_WRITTEN EXERCISE 1_: In the passage on small-object detection with YOLOv7-Tiny, how many annotated images make up the aerial-cars dataset?
_WRITTEN EXERCISE 2_: Copy the part of the listing that opens with the line containing "point: blue sky" and continues through the end of the listing, with both ends included.

_GIVEN TEXT_:
Therefore, in this study, YOLOv7-tiny is used as

a baseline to be developed to improve the detection of

small objects in UAV images through architectural

modifications and contributions:

▪

Proposing modifications to the YOLOv7-

Tiny architecture by adding high-resolution

detection paths and scales to improve

detection performance.

▪

Adjusting anchor box configuration using

the Manhattan distance-based K-means

method

based on object size distribution in

UAV images.

▪

Conducting a comprehensive evaluation of

the influence of architectural modifications

and anchors on detection performance.

2 METHODOLOGY

2.1 Dataset

This study utilizes a combined dataset from three

main sources for vehicle detection in UAV images

(Muzammul et al., 2024). The first source is the

aerial-cars dataset, which consists of 153 annotated

images (Butler & Leung, 2024). The second source,

the M0606 subset of the UAV Detection and

Tracking Benchmark (UAVDT) (Du et al., 2023),

includes 1,255 images with a variety of viewing

angles, lighting, and backgrounds. The third source

consists of 157 images extracted and manually

annotated from videos with a resolution of

2720×1530 pixels at 30 fps, recorded using a DJI

Phantom 4 Pro drone (P. Wang et al., 2024).

All images are annotated in YOLO format, with

five parameters relative to image size: class ID, center

coordinates (x, y), width, and height of the bounding

box. The dataset includes four object classes, namely

car, truck, bus, and minibus, and is randomly divided

into 90% training data and 10% test data.

RITECH 2025 - The International Conference on Research and Innovations in Information and Engineering Technology

2.2 YOLOv7-Tiny Architecture

Figure 1: YOLOv7-Tiny Architecture with Scale Optimization.

In this study, a small object detection model

was developed using YOLOv7-Tiny as its basis.

YOLOv7-Tiny has a concise model structure and

high inference speed, making it suitable for use on

devices with limited resources (Cheng et al., 2024).

However, the model's detection of small objects in

images with complex backgrounds still needs to be

improved and requires further optimization and

refinement (Gong et al., 2022).

Excerpts from a point labeling dataset:
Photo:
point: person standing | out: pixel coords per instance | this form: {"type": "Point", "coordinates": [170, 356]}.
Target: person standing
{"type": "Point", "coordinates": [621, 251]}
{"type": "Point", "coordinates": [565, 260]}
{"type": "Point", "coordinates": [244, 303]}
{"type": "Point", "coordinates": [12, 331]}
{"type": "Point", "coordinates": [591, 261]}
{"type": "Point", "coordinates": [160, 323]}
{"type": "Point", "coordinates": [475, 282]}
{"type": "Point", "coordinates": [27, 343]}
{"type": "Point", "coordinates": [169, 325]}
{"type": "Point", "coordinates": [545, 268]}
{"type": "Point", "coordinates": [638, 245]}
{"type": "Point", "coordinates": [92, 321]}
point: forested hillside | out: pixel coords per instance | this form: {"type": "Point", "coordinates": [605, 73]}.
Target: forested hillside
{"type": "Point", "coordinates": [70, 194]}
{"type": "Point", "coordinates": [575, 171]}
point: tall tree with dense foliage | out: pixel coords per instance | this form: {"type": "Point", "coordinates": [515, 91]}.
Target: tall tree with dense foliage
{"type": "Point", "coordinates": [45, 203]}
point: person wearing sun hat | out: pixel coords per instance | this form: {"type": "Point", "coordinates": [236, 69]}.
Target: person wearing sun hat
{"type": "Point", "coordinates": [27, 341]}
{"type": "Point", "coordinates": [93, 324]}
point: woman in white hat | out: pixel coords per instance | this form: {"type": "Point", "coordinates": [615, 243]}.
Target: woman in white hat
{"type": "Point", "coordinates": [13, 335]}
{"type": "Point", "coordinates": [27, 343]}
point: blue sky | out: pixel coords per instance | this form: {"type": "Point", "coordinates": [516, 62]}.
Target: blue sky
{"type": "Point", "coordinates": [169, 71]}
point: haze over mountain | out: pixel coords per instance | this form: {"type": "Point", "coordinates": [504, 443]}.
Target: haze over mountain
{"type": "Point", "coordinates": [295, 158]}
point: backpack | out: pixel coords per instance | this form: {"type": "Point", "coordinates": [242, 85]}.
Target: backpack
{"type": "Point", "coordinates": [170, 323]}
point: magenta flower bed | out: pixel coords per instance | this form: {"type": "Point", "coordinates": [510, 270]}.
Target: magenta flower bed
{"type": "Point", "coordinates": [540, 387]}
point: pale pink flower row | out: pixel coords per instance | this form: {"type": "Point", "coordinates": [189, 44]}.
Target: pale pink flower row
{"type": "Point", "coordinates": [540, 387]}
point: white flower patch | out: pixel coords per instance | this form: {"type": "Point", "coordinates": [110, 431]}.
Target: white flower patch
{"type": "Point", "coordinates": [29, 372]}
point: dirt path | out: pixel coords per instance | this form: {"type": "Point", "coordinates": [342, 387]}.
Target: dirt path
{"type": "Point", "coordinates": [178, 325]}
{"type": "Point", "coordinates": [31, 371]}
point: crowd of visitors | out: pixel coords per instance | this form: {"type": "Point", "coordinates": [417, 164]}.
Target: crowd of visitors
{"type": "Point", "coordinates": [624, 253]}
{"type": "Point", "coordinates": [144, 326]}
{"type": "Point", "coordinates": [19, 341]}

_CORRECT RESULT 1_: 153 annotated images.

_CORRECT RESULT 2_:
point: blue sky | out: pixel coords per instance | this form: {"type": "Point", "coordinates": [516, 62]}.
Target: blue sky
{"type": "Point", "coordinates": [169, 71]}
point: haze over mountain | out: pixel coords per instance | this form: {"type": "Point", "coordinates": [504, 443]}.
Target: haze over mountain
{"type": "Point", "coordinates": [295, 158]}
point: backpack | out: pixel coords per instance | this form: {"type": "Point", "coordinates": [242, 85]}.
Target: backpack
{"type": "Point", "coordinates": [170, 323]}
point: magenta flower bed | out: pixel coords per instance | this form: {"type": "Point", "coordinates": [510, 270]}.
Target: magenta flower bed
{"type": "Point", "coordinates": [540, 387]}
point: pale pink flower row | out: pixel coords per instance | this form: {"type": "Point", "coordinates": [189, 44]}.
Target: pale pink flower row
{"type": "Point", "coordinates": [540, 387]}
point: white flower patch | out: pixel coords per instance | this form: {"type": "Point", "coordinates": [110, 431]}.
Target: white flower patch
{"type": "Point", "coordinates": [29, 372]}
point: dirt path | out: pixel coords per instance | this form: {"type": "Point", "coordinates": [342, 387]}.
Target: dirt path
{"type": "Point", "coordinates": [178, 325]}
{"type": "Point", "coordinates": [31, 371]}
point: crowd of visitors | out: pixel coords per instance | this form: {"type": "Point", "coordinates": [417, 164]}.
Target: crowd of visitors
{"type": "Point", "coordinates": [624, 253]}
{"type": "Point", "coordinates": [144, 326]}
{"type": "Point", "coordinates": [19, 341]}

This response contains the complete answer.